TASK STATEMENT — Can the lines below, from the one that holds "the neck, a" to the very end, be echoed exactly, with both ends included and no pictures?

++++ GIVEN DATA ++++

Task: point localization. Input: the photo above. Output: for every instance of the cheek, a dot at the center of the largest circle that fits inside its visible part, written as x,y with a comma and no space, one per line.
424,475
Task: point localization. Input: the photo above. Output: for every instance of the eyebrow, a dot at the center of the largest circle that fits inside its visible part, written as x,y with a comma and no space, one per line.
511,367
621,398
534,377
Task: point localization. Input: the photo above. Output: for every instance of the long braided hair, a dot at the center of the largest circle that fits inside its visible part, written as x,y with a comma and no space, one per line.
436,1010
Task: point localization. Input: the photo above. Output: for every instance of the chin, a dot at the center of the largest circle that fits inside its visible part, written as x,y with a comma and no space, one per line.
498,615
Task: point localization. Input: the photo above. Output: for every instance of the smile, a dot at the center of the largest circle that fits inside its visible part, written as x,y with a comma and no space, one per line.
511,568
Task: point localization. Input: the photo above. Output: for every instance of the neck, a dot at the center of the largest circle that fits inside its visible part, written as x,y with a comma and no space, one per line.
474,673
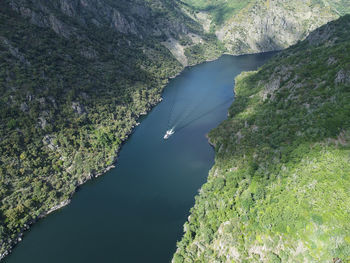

++++

EXERCISE RESPONSE —
Task: point localization. Input: the photo above. Output: for every instance of the neck, a dot at the center of the largest circle that fits inside its visible part, written as x,y with a comma and no space, one per line.
474,673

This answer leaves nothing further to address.